What is needed is the complete listing, repeated exactly.

- [Entries supplied]
____
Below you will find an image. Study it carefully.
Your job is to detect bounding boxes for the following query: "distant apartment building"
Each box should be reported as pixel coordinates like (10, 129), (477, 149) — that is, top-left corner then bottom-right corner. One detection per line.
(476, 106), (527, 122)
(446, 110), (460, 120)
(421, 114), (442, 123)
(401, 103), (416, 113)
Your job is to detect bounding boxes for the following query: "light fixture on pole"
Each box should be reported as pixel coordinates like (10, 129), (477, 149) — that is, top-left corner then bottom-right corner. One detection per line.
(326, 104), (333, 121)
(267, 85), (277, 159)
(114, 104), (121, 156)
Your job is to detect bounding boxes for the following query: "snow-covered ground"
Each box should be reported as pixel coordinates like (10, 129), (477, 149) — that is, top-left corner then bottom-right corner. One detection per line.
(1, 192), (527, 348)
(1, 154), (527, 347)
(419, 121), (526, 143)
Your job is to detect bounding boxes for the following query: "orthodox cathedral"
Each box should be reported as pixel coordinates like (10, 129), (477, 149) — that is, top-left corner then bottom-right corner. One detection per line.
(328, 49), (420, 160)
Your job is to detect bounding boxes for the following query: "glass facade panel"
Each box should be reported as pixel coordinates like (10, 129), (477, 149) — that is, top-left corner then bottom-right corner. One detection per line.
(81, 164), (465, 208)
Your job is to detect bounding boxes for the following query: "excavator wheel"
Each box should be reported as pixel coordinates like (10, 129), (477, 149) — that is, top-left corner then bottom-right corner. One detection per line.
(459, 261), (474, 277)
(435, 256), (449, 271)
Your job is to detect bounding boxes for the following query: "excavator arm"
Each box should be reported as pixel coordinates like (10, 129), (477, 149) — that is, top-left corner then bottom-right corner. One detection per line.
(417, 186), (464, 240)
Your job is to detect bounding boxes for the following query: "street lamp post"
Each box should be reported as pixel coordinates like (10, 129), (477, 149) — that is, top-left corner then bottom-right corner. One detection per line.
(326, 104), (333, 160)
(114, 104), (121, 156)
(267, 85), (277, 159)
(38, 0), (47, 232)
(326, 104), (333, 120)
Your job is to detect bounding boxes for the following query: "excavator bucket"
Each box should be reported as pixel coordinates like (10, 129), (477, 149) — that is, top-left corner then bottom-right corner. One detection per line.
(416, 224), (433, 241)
____
- [Finished task]
Below you will find an image. Study it carefully.
Your job is to detect bounding boxes for the following query: "distant apartment building"
Each box should be reported as pixel coordinates like (10, 129), (477, 149) — that is, top-left corner then bottom-right corner. One detection per line.
(476, 106), (527, 122)
(446, 110), (460, 120)
(421, 114), (442, 123)
(401, 103), (416, 113)
Your job is to detect bounding boxes for the following query: "light fixture on pole"
Each box should be reported as pixel coordinates like (10, 129), (477, 149) — that is, top-left corner then bottom-right corner. One detection per line.
(326, 104), (333, 121)
(267, 85), (277, 159)
(114, 104), (121, 156)
Your job is to detect bounding boxes for the following query: "snow-covered ground"
Each box should be reported as pixel coordinates like (10, 129), (477, 149) — that is, top-left corner then bottom-right corner. One detection per line.
(1, 192), (527, 348)
(1, 154), (527, 347)
(419, 121), (526, 143)
Your job is to detect bounding boxes for the following query: "orthodox cathedral"
Each box should be reported as pixel coordinates like (10, 129), (477, 149) — that is, top-left corner then bottom-right corner. One detection per line.
(328, 49), (420, 160)
Your job is to detect bounding boxes for the following query: "glass facade panel"
Each box should be reported as pixel coordinates like (10, 129), (477, 149) — that is, top-left corner then bottom-right corner. One detection per line.
(81, 164), (465, 208)
Your job is to detect bounding boxes for the following query: "excavator wheel"
Each box should be reported as pixel coordinates like (10, 129), (477, 149) — that is, top-left corner then bottom-right corner. One detection per line.
(459, 261), (474, 277)
(435, 256), (449, 271)
Your job is to detect bounding boxes for the following query: "excavator arm"
Each box should be reported as pixel coordinates like (10, 129), (477, 149) — that is, top-left corner then bottom-right corner. One detection per line.
(417, 186), (464, 240)
Your job is to detect bounding boxes for the following query: "street lamp post"
Each box should be reported as pixel coordinates like (10, 129), (477, 149) — that is, top-left corner then bottom-right corner. One detection per line.
(326, 104), (333, 160)
(114, 104), (121, 156)
(267, 85), (277, 159)
(38, 0), (47, 232)
(326, 104), (333, 120)
Your job is to detect bounding boxes for the following query: "excavator bucket"
Each box should be reported as pixel coordinates like (10, 129), (477, 149) — that is, top-left corner then bottom-right corner. One detection per line.
(416, 224), (433, 241)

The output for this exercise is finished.